-- Description of the task --
Starting at the line that contains "[tag] door handle: a pin per instance" and continuing through the last of the rows, switch every "rear" to "back", then give those lines again with nothing else changed.

-- Data in this exercise --
|---|
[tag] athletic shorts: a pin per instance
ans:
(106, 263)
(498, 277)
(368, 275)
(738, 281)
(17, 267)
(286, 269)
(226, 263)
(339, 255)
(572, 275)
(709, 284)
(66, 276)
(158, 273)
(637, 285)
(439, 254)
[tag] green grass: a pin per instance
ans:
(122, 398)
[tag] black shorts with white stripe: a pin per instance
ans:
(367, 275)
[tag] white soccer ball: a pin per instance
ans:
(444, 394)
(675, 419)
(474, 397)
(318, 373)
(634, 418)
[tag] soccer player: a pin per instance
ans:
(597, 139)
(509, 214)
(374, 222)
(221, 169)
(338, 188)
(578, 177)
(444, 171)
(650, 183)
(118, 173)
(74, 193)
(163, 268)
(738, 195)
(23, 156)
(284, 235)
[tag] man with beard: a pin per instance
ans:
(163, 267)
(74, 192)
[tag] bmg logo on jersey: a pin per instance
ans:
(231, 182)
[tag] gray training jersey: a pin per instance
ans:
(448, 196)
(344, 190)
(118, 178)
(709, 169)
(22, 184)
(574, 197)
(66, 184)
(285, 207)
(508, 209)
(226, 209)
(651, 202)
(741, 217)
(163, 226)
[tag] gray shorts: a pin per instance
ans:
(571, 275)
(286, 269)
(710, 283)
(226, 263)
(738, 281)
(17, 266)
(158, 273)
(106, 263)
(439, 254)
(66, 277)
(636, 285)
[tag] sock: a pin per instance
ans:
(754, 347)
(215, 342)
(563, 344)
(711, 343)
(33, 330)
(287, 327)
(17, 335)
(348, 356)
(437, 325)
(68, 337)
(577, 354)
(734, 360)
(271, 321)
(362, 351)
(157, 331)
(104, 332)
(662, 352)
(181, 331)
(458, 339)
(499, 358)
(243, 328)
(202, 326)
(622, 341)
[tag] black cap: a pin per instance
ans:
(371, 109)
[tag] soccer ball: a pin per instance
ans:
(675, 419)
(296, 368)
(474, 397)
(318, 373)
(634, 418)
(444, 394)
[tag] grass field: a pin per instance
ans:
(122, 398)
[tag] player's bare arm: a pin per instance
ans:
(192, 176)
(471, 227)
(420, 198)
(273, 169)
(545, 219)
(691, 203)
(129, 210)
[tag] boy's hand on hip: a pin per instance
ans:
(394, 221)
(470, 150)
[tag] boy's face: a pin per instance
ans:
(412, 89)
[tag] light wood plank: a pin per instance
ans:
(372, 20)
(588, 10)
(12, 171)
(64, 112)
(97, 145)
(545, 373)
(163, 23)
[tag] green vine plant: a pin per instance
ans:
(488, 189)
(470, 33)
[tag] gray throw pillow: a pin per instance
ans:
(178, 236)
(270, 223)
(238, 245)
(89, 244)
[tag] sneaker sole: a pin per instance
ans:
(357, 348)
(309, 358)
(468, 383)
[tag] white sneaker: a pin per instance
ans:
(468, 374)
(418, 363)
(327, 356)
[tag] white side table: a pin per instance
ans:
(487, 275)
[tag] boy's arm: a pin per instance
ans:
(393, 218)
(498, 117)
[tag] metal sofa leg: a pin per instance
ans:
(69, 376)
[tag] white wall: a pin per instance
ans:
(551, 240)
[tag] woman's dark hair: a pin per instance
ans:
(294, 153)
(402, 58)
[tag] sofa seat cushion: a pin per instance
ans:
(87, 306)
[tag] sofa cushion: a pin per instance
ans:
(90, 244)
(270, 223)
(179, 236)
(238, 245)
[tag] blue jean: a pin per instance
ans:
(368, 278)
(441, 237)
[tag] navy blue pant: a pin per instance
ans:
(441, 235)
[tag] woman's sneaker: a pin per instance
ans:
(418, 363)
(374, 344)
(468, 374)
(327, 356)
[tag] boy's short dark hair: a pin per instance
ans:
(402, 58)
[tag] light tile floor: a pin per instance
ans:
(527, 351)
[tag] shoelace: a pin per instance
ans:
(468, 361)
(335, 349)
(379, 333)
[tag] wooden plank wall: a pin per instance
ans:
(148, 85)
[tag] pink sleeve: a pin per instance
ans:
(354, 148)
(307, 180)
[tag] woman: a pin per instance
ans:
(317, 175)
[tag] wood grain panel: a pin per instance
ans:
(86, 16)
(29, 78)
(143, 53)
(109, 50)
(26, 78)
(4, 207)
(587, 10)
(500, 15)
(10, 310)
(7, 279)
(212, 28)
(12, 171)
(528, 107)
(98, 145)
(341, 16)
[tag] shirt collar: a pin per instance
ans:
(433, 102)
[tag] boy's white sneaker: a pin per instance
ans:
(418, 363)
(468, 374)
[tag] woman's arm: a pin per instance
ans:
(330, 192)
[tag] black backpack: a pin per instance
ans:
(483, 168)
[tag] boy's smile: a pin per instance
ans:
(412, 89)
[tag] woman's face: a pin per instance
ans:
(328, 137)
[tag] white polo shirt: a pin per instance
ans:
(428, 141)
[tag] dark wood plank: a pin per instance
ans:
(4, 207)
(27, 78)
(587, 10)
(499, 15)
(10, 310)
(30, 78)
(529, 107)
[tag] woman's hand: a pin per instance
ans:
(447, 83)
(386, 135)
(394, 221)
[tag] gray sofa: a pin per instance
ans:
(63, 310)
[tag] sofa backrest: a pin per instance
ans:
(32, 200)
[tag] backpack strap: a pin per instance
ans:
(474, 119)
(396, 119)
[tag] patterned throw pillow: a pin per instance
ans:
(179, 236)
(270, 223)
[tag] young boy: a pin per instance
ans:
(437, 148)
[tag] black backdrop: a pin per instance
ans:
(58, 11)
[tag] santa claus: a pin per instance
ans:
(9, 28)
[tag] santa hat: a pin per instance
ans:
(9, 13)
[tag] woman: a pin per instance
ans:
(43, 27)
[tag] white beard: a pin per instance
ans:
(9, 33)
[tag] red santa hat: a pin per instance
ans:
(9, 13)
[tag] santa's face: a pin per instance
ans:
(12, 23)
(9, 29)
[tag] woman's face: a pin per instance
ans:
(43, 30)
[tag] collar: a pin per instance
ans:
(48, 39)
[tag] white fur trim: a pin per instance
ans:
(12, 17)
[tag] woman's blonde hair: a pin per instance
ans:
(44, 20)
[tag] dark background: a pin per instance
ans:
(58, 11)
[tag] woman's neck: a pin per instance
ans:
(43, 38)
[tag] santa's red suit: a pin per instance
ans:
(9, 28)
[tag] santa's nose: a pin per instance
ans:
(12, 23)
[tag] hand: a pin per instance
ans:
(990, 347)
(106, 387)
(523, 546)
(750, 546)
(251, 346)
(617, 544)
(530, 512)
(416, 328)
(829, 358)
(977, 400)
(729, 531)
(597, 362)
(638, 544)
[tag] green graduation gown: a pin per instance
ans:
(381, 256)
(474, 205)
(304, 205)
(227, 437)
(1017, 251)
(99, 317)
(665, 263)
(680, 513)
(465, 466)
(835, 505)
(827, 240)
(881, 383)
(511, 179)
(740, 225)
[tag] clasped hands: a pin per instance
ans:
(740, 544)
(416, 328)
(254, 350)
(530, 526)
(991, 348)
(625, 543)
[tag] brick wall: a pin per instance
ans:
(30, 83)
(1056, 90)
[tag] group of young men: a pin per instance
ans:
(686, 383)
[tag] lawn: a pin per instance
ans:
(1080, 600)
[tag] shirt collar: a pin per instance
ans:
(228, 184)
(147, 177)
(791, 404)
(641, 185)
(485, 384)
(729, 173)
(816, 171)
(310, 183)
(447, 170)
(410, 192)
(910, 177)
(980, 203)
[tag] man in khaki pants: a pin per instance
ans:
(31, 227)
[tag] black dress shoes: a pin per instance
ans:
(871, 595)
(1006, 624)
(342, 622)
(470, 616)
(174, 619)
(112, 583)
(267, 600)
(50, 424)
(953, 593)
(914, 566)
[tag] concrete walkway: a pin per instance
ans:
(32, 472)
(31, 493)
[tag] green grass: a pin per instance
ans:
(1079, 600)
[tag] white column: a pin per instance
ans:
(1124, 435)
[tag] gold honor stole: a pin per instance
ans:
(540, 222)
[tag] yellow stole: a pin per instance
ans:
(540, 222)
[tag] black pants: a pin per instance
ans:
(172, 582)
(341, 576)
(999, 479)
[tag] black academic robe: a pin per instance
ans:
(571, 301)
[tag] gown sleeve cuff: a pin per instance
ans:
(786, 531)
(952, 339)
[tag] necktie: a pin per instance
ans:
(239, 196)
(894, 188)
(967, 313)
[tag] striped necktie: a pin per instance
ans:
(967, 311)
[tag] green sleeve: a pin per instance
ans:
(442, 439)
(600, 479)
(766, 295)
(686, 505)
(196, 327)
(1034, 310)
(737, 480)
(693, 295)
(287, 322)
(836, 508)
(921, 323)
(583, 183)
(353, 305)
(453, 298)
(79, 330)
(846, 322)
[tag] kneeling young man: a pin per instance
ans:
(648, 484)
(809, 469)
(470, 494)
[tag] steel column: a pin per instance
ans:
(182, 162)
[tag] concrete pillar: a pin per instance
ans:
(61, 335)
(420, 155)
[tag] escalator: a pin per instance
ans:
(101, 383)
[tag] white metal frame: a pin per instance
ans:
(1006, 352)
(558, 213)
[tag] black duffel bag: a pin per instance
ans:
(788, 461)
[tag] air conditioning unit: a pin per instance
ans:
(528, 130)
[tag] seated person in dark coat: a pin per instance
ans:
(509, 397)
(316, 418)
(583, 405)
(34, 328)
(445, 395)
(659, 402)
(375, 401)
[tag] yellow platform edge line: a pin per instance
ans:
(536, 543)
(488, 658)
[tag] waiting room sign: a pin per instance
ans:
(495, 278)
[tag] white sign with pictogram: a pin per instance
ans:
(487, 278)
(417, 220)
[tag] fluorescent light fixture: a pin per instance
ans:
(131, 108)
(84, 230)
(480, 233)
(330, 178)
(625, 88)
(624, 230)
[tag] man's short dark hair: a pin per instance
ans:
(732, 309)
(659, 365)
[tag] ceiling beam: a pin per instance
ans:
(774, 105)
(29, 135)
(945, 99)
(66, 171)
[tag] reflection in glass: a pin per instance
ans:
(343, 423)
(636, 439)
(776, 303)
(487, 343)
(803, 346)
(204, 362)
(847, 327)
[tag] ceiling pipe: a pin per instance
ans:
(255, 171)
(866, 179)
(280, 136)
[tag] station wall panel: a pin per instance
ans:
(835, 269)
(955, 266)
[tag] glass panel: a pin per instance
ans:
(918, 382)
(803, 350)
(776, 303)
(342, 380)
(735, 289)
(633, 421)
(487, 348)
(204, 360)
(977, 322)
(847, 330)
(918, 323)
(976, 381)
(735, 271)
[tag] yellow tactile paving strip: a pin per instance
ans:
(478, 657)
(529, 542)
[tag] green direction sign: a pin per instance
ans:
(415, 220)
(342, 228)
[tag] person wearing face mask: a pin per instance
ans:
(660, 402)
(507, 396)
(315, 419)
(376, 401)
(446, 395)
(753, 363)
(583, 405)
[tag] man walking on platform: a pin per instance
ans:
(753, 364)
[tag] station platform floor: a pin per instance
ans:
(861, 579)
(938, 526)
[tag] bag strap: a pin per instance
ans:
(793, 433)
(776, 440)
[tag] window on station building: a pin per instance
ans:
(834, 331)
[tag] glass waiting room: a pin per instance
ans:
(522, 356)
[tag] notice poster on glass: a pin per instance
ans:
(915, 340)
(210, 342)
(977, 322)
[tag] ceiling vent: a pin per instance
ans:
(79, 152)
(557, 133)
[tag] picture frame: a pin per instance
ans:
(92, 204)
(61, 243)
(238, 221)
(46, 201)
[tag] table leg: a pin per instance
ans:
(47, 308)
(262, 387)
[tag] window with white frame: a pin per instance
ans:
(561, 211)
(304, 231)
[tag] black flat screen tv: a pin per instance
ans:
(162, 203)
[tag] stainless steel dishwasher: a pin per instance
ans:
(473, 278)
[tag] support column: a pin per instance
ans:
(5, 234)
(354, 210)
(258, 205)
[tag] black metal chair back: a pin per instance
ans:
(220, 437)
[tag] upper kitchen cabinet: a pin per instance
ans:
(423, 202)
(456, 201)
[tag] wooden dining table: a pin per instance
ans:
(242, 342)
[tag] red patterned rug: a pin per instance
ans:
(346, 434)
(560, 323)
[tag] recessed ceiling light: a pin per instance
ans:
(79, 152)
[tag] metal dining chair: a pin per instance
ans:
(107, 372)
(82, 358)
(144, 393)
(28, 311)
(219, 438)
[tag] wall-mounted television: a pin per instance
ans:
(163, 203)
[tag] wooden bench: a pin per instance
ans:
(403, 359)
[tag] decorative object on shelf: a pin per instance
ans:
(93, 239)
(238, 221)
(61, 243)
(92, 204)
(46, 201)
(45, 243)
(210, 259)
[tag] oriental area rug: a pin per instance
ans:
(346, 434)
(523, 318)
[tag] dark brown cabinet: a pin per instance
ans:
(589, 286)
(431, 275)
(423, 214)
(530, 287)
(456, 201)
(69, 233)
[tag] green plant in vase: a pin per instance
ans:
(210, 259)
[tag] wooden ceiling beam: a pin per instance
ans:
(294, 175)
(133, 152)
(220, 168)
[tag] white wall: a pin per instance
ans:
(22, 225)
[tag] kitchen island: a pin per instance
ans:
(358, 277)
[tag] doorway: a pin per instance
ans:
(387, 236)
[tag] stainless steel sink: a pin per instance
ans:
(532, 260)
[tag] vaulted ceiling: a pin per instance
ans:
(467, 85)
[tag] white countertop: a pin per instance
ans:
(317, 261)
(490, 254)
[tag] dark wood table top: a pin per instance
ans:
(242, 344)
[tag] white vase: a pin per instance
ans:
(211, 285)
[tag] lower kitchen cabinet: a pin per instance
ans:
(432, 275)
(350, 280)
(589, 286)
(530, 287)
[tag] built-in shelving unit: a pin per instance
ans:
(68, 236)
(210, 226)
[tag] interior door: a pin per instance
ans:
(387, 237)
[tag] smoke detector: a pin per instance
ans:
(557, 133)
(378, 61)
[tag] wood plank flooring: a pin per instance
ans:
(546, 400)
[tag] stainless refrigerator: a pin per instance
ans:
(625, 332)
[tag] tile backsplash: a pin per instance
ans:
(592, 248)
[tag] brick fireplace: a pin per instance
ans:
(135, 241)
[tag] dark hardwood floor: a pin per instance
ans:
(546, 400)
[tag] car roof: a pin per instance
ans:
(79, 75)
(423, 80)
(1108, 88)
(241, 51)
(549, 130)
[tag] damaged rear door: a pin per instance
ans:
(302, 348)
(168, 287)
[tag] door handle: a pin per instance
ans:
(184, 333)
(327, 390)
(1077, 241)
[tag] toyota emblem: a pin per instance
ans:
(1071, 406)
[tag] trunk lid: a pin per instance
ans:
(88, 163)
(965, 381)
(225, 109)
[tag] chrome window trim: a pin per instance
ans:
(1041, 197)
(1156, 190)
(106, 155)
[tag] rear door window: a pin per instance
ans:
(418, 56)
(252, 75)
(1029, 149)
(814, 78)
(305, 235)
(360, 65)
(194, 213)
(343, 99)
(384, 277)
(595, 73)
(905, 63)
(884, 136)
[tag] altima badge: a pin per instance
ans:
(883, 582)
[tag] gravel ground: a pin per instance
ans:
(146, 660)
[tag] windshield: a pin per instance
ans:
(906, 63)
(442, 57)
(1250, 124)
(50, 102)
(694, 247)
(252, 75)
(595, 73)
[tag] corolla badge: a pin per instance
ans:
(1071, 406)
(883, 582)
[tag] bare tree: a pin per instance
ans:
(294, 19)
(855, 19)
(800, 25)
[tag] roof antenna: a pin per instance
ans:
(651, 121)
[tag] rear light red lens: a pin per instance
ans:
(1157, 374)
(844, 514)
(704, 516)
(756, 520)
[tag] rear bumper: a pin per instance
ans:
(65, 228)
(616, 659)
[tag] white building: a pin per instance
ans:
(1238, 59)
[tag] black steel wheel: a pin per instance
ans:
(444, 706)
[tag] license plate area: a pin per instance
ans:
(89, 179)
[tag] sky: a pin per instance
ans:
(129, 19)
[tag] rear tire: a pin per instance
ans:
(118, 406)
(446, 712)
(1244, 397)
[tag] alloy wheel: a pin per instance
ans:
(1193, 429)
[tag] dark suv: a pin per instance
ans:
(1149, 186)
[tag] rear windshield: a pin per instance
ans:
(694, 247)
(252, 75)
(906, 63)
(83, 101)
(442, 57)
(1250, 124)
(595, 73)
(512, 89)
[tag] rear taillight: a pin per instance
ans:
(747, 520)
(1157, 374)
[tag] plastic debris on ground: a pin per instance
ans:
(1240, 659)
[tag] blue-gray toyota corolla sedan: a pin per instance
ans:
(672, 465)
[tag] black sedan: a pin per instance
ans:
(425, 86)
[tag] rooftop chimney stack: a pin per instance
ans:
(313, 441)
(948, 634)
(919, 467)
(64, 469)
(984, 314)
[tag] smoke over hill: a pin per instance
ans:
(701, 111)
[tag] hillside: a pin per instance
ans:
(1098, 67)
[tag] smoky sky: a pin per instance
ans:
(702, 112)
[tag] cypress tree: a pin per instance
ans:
|---|
-- Exercise result --
[tag] door handle: a pin per instance
ans:
(184, 333)
(327, 390)
(1077, 241)
[tag] toyota emblem: a pin per instance
ans:
(1071, 406)
[tag] trunk lid: a pin per instance
ans:
(88, 163)
(965, 381)
(225, 109)
[tag] chrome window trim: a pin per instance
ans:
(1041, 197)
(1156, 190)
(106, 155)
[tag] back door window: a pin per instance
ans:
(418, 56)
(252, 75)
(1029, 149)
(814, 78)
(305, 235)
(360, 65)
(194, 213)
(343, 99)
(384, 277)
(595, 73)
(905, 63)
(884, 136)
[tag] altima badge: a pin per instance
ans:
(883, 582)
[tag] gravel ground: a pin per instance
ans:
(146, 660)
[tag] windshield: a pin per instance
ans:
(906, 63)
(442, 57)
(1250, 124)
(50, 102)
(694, 247)
(252, 75)
(595, 73)
[tag] corolla badge: a pin per instance
ans:
(1071, 406)
(883, 582)
[tag] bare tree: a pin per instance
ans:
(294, 19)
(855, 19)
(800, 25)
[tag] roof antenna: a pin per instance
ans:
(651, 121)
[tag] back light red lens: a pin per instance
ans:
(1157, 374)
(844, 514)
(704, 516)
(756, 520)
[tag] back bumper: a pin per instance
ans:
(65, 228)
(616, 659)
[tag] white building: a pin per instance
ans:
(1238, 59)
[tag] black steel wheel: a pin per instance
ans:
(444, 706)
[tag] license plate area: a pin per instance
ans:
(89, 179)
[tag] sky: a pin per instance
ans:
(129, 19)
[tag] back tire: a pin per instance
ans:
(118, 406)
(446, 712)
(1244, 397)
[tag] alloy wheel: a pin per instance
ans:
(1193, 429)
[tag] dark suv: a pin per instance
ans:
(1149, 186)
[tag] back windshield: a pin per instance
ans:
(694, 247)
(252, 75)
(906, 63)
(83, 101)
(442, 57)
(1250, 124)
(595, 73)
(512, 89)
[tag] back taillight: a pin per instance
ans:
(747, 520)
(1157, 374)
[tag] plastic debris on ground: a pin per instance
ans:
(1240, 659)
[tag] blue-gray toyota corolla sedan: a pin per instance
ans:
(672, 465)
[tag] black sedan: a pin per instance
ans:
(425, 86)
[tag] rooftop chimney stack: a pin per instance
ans:
(313, 441)
(948, 634)
(919, 467)
(64, 469)
(984, 314)
[tag] smoke over hill: a pin per instance
ans:
(701, 111)
[tag] hillside: a pin per instance
ans:
(1098, 67)
[tag] smoky sky: a pin per instance
ans:
(702, 112)
[tag] cypress tree: a pin per instance
ans:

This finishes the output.